** WORK ITEM **
Nothing but the lines from the one with "Reviewer note: check that every instance of the window blind" through the final line of the entries below should be written out, each exactly as given.

Saved entries
::::::

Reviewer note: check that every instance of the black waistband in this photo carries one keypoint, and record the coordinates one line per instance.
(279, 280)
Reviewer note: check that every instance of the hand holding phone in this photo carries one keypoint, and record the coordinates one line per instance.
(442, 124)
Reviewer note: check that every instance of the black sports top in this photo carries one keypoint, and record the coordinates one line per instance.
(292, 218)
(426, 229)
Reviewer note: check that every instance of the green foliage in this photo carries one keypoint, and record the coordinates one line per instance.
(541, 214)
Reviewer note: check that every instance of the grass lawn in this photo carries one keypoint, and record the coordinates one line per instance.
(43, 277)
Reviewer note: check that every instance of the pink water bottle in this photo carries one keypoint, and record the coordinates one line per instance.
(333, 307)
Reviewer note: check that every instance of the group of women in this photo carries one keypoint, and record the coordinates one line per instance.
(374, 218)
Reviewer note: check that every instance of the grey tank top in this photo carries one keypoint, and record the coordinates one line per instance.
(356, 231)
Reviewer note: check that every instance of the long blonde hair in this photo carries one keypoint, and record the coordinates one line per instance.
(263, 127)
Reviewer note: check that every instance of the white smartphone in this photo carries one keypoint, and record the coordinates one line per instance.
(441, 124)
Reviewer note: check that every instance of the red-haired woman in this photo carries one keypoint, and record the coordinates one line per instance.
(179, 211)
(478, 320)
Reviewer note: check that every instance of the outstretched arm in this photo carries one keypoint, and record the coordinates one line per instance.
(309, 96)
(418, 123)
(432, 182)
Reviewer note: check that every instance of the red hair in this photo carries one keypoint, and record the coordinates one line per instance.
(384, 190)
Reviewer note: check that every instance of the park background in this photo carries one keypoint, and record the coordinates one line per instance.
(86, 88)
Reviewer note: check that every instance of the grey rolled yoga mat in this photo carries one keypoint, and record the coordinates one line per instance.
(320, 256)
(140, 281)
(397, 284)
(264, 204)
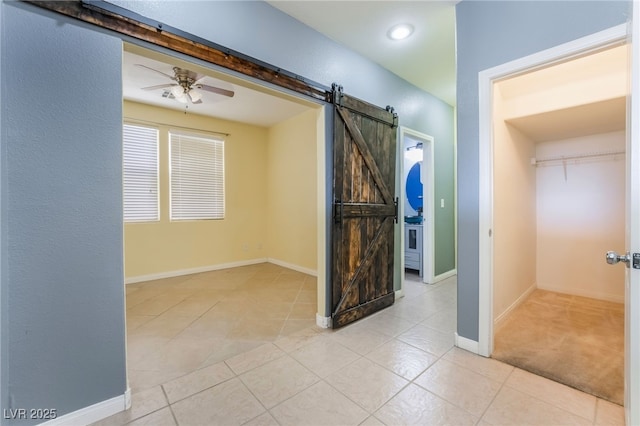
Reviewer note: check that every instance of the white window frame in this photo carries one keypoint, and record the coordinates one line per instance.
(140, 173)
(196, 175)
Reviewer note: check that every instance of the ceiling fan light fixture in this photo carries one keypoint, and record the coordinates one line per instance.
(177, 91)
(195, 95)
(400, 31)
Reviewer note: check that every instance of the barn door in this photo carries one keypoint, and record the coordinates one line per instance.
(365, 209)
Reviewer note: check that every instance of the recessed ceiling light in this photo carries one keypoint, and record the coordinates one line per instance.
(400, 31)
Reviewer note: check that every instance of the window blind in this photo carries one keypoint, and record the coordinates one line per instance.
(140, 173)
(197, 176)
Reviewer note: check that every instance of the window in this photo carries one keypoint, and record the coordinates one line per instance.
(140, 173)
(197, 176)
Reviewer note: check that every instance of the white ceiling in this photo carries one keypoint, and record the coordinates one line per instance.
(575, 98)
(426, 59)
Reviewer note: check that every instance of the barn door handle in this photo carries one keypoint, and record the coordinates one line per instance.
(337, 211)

::::::

** RESPONSE AREA **
Reviewer note: check that every instance of the window blind in this photo carries one keypoint, and record the coordinates one line per instance.
(140, 173)
(197, 176)
Reviewer note: check that every instance of the window in this photo carries one keypoint, and record the coordinates one line per instance.
(140, 173)
(197, 176)
Reviewer note: check that every instance of the white ceiling in this photo carries one keypoint, and record the coordinates one line per instance.
(575, 98)
(426, 59)
Reviewer note: check that every instance of the barn door handle in this photo carries one keypoint, and record the coordinates one line per instance.
(337, 211)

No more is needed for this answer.